### MATERIAL FOR THIS EXERCISE

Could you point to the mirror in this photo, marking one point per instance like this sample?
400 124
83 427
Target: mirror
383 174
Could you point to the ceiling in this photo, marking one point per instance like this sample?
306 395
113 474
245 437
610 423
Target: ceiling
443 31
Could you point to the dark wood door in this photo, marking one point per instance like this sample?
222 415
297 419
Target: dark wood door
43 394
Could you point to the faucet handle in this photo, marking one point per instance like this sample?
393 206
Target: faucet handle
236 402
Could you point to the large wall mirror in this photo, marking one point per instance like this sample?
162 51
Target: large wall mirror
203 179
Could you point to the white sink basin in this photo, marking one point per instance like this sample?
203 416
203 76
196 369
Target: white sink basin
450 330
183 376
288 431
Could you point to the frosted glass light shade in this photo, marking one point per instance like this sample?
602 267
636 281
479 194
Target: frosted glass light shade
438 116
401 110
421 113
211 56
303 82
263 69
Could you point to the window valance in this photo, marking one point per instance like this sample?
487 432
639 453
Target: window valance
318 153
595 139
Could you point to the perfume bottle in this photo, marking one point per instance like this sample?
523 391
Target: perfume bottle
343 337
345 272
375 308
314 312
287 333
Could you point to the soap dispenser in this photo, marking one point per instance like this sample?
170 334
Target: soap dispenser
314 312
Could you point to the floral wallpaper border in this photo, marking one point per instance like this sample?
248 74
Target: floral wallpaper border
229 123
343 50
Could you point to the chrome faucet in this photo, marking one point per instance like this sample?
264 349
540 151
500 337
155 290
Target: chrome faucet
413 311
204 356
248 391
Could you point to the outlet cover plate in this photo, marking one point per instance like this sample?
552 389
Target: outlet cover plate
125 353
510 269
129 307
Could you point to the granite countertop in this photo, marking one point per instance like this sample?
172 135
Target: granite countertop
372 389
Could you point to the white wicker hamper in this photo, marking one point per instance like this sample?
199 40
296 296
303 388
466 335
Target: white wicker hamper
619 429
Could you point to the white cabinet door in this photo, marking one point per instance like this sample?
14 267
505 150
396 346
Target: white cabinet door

### TASK DESCRIPTION
Write all the entries out again exactly as they are.

### TASK RESPONSE
Could you point to the mirror in this photo, marking one point per instance like this sample?
400 124
83 427
Target: mirror
383 174
Could you point to the ceiling in this photo, marking one point per instance like this sample?
306 395
113 474
245 437
610 423
Target: ceiling
443 31
Could you point to the dark wood door in this photo, marking one point per instance like this sample?
222 415
297 419
Target: dark wood door
43 394
Could you point to the faucet handle in this photo, marking one point per instance like this sample?
393 206
Target: faucet handle
236 402
Could you point to the large wall mirror in this photo, marking one point per instance like this sample?
162 51
Target: large wall mirror
203 179
Could you point to the white sink basin in this photo, marking one point per instance like this sample?
203 416
203 76
196 369
Target: white sink basin
450 330
183 376
288 431
Could you point to the frosted glass light shade in this photo, marking one point per instance like this sample?
602 267
636 281
479 194
Target: frosted glass light shade
438 116
401 110
421 113
211 56
303 82
263 69
Could you point to the window valance in this photo, marking one point per instance like this sample?
487 432
639 453
Target: window valance
318 153
595 139
Could you point to the perfume bottle in this photo, marking one point per instance like this sample?
523 391
Target: perfume bottle
343 337
345 272
375 308
314 312
287 333
Could you point to the soap dispenser in this photo, marking one point per instance like this sample?
170 334
Target: soap dispenser
314 312
Could you point to the floral wallpaper border in this photo, marking one point per instance like this sample?
248 74
Target: floral wallpaper border
229 123
343 50
Could you point to the chrome faucet in this photo, marking one point per instance like this sample?
264 349
540 151
500 337
155 290
Target: chrome faucet
413 311
204 356
248 391
Could you point to the outlet cover plate in this photo, marking one point per instance like this sample?
552 389
Target: outlet cover plate
125 353
510 269
129 307
Could you point to the granite countertop in this photo, marking one point per instance like this sample?
172 135
Target: granite countertop
372 389
Could you point to the white wicker hamper in this photo, marking one point per instance like this sample?
199 40
296 296
303 388
466 335
Target: white wicker hamper
619 429
Could you point to the white cabinet door in this photo, marking one point per instance like this sample?
14 267
505 150
396 346
Target: white cabinet door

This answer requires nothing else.